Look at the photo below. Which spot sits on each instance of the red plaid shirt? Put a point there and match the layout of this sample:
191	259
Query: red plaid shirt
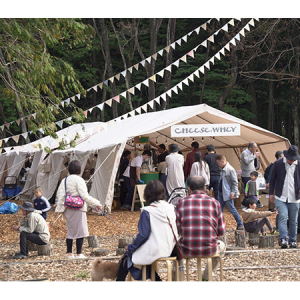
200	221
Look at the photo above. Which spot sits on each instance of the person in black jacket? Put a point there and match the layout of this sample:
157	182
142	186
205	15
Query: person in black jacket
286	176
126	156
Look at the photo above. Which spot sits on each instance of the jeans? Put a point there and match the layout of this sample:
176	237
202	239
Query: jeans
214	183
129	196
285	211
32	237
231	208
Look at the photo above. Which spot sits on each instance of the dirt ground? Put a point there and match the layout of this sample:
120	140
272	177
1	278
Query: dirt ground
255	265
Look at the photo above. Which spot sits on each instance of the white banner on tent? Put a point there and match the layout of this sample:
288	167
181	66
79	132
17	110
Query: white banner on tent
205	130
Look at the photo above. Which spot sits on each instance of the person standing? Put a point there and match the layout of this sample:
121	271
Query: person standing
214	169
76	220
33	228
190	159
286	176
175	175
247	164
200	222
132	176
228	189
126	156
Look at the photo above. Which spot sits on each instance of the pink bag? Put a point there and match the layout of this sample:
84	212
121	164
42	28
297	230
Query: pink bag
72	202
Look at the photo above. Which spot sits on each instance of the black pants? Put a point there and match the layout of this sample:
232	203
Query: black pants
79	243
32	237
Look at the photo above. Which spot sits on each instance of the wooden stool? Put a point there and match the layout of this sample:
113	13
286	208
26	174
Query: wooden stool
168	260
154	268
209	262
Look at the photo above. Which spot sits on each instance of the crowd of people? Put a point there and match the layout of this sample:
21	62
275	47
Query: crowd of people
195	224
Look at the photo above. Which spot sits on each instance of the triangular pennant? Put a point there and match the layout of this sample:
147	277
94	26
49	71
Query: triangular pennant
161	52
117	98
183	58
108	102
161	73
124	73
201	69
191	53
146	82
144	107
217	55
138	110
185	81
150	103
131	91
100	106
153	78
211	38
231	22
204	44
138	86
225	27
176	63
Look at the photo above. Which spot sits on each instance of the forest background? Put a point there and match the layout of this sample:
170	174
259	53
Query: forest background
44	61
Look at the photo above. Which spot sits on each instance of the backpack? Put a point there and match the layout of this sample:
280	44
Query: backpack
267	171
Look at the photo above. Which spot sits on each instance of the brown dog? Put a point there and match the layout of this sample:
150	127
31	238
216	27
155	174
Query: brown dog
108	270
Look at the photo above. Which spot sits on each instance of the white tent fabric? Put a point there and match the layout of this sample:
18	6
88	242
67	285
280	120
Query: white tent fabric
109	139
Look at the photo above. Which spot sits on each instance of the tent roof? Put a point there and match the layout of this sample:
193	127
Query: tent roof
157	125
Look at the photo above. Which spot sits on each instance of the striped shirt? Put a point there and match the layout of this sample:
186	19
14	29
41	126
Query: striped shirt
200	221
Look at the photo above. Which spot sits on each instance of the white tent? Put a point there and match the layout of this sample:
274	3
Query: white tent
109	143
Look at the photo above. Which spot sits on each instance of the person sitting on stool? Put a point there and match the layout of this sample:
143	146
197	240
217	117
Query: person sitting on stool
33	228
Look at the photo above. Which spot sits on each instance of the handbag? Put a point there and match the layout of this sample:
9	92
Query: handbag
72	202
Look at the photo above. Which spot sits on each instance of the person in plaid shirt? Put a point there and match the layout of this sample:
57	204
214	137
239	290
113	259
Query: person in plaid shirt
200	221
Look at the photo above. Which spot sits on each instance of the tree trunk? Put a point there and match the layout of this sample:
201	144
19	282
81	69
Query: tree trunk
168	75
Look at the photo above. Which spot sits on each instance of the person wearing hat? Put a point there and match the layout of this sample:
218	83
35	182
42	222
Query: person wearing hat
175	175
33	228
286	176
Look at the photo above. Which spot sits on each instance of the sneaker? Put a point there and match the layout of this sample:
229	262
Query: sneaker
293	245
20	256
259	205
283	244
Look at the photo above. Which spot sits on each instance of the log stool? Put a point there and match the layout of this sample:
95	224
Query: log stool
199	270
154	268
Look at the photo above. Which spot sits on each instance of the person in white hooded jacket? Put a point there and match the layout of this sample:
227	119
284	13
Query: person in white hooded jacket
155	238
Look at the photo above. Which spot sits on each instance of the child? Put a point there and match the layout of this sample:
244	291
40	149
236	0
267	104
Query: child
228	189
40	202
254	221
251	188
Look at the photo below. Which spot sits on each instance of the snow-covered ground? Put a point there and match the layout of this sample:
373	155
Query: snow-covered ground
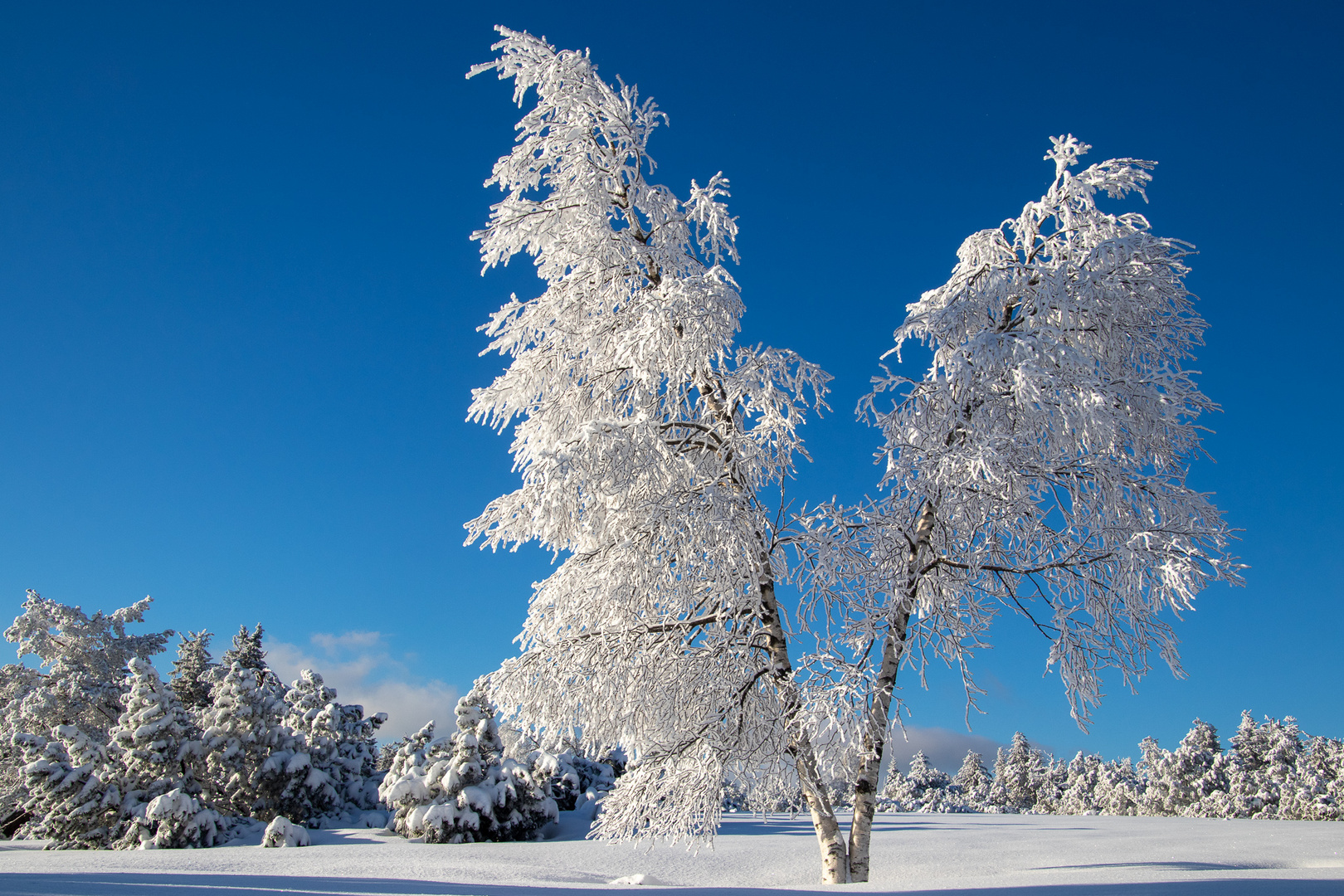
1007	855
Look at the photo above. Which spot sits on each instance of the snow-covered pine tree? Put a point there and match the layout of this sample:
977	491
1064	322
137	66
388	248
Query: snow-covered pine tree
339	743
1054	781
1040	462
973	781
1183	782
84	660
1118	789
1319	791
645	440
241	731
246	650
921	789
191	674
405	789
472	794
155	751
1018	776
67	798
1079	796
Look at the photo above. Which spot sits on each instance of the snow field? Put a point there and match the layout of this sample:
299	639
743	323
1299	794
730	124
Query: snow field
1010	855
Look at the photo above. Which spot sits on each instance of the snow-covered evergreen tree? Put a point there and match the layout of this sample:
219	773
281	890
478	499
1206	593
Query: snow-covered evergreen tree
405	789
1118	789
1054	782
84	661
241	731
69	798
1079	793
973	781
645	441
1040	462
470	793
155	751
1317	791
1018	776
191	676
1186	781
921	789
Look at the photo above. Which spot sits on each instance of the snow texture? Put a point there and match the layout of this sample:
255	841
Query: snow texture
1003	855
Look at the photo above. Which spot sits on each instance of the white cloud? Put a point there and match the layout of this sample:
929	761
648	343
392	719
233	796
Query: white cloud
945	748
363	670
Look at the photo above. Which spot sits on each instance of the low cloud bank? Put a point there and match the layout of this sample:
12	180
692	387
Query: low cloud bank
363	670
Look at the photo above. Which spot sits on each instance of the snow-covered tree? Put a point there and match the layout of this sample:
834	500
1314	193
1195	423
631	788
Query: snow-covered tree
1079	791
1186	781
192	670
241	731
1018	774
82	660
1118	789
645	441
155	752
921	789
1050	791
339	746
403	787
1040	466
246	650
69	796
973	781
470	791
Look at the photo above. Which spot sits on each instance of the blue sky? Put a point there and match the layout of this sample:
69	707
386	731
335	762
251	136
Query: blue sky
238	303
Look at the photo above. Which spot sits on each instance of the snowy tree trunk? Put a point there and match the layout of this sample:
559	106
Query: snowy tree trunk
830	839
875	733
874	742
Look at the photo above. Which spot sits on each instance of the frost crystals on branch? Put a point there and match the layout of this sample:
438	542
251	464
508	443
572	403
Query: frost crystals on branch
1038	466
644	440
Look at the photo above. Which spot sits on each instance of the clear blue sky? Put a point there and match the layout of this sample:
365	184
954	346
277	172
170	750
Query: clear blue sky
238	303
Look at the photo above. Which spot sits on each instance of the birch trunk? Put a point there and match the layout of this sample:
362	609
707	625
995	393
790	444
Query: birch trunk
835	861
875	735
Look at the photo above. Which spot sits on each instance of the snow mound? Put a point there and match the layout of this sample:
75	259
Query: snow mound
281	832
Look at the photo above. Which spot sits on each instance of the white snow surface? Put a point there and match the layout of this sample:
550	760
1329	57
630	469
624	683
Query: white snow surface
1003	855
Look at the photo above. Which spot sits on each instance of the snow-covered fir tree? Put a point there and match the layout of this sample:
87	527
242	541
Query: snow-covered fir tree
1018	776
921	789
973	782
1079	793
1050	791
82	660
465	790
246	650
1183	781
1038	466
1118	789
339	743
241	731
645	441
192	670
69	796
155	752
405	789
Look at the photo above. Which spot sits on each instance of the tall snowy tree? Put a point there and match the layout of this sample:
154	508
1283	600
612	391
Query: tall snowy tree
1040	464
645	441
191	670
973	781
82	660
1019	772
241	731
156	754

--

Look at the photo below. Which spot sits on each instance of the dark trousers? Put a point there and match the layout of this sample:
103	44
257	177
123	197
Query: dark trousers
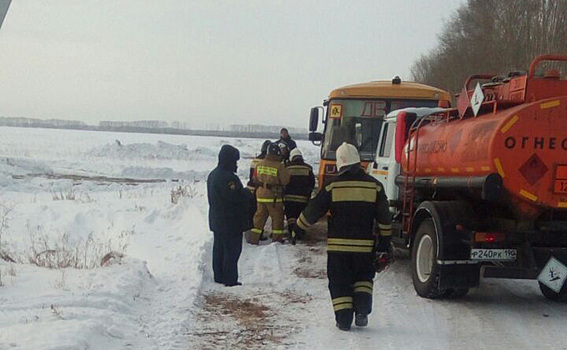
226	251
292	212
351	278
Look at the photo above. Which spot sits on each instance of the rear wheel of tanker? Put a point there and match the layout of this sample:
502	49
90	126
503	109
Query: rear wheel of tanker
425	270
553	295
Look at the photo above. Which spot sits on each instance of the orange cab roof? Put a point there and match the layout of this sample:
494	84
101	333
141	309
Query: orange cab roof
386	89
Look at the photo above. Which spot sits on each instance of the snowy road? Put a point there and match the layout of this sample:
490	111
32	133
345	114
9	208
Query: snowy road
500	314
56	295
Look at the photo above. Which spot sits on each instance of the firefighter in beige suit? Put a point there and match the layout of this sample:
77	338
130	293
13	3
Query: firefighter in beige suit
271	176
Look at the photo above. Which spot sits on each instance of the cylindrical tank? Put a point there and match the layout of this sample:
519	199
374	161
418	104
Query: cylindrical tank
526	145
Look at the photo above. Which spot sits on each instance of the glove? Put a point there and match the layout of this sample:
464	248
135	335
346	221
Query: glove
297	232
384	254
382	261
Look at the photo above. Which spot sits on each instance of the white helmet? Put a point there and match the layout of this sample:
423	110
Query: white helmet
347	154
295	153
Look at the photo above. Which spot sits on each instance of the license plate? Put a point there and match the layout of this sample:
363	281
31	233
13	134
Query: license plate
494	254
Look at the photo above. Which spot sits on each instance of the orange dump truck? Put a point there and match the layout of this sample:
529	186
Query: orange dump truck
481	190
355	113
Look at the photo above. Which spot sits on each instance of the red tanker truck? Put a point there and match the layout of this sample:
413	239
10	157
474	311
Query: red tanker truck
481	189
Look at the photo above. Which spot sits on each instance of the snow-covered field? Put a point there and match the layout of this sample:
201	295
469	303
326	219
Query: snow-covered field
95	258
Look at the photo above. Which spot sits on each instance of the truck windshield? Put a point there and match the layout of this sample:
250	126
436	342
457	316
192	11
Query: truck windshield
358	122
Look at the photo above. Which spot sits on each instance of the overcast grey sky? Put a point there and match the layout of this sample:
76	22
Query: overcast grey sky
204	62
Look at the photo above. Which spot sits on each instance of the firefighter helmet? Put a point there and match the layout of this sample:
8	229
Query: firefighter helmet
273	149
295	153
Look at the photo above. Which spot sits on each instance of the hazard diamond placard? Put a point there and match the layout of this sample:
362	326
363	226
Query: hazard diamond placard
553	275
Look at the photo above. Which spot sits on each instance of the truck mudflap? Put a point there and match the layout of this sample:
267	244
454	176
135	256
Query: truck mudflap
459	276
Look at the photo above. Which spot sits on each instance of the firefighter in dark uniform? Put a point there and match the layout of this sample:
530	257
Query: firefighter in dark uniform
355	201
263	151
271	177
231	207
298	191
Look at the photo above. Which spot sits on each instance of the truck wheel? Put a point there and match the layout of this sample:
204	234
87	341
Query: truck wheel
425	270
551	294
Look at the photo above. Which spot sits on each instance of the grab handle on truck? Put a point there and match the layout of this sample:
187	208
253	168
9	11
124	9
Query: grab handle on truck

...

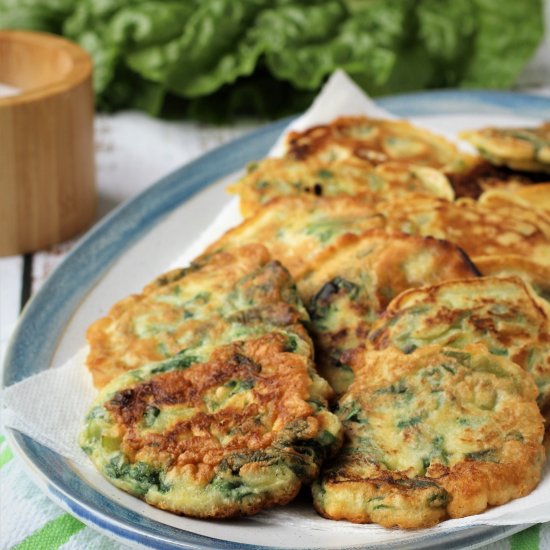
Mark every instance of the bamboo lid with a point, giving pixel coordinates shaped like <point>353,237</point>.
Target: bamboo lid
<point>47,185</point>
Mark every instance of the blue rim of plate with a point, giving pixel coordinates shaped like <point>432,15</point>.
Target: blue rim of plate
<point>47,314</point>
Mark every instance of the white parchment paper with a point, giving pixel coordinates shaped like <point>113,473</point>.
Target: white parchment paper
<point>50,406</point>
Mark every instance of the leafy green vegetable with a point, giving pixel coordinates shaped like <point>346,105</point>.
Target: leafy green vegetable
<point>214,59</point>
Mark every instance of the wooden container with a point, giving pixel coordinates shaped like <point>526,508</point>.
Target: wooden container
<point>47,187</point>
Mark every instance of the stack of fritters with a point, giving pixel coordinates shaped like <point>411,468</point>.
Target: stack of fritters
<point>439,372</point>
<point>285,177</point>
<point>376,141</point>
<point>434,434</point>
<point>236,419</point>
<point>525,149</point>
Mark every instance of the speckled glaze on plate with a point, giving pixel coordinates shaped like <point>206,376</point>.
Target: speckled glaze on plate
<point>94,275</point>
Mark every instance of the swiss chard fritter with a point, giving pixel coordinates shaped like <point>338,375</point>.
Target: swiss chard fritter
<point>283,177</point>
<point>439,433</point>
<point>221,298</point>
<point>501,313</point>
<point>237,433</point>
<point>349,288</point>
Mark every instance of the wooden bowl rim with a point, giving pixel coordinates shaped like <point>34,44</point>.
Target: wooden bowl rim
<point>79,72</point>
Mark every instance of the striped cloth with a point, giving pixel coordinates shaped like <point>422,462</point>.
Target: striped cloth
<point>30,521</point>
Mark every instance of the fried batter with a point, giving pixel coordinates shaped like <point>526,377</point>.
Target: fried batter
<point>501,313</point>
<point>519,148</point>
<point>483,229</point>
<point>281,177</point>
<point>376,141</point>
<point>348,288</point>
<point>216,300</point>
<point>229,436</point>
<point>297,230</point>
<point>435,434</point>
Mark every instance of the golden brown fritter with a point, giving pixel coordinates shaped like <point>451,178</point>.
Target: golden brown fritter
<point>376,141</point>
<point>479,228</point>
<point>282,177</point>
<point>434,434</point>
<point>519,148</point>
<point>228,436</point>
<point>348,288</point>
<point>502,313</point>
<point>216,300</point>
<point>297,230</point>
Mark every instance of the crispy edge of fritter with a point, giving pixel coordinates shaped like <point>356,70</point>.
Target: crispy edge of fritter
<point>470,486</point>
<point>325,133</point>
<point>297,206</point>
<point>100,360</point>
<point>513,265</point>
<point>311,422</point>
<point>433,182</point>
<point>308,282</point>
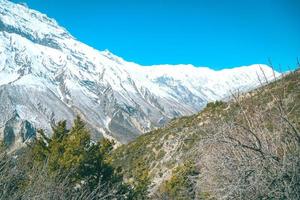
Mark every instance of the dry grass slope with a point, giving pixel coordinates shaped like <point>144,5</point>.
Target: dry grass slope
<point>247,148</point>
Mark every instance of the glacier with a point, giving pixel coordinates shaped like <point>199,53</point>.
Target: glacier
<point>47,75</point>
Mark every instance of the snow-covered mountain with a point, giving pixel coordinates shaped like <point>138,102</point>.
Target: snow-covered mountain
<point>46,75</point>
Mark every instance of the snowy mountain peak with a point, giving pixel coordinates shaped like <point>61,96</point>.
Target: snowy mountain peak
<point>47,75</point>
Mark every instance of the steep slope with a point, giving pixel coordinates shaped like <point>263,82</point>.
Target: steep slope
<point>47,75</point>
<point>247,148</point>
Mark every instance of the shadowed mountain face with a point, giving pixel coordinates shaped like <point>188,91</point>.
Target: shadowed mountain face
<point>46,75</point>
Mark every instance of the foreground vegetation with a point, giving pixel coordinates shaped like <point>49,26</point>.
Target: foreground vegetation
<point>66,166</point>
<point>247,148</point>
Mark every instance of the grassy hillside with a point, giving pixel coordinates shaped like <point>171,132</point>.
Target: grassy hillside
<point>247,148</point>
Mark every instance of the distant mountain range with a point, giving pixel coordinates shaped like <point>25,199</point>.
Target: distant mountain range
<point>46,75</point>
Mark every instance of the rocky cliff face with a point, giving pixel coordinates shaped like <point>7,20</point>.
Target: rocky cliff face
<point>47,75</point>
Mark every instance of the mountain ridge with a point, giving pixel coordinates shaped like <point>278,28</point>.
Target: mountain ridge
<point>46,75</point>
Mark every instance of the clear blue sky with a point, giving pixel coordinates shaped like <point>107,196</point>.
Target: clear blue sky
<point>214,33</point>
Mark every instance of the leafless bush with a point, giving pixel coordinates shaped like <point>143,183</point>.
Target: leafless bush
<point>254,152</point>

Exercise instructions
Please recast the lines of the items as a Markdown table with the columns Row and Line, starting at the line that has "Mark every instance of the wooden container" and stopping after the line that has "<point>525,149</point>". Number each line in order and leave out any blank lines.

Problem solution
| Row | Line |
|---|---|
| 1 | Mark every instance of the wooden container with a point, giving pixel coordinates shaped like <point>526,508</point>. |
| 2 | Target: wooden container |
| 3 | <point>47,187</point> |
| 4 | Mark every instance of the stack of fritters with a point, giving pixel coordinates shaped like <point>411,468</point>. |
| 5 | Target: stack of fritters |
| 6 | <point>439,372</point> |
| 7 | <point>285,177</point> |
| 8 | <point>376,141</point> |
| 9 | <point>434,434</point> |
| 10 | <point>236,419</point> |
| 11 | <point>525,149</point> |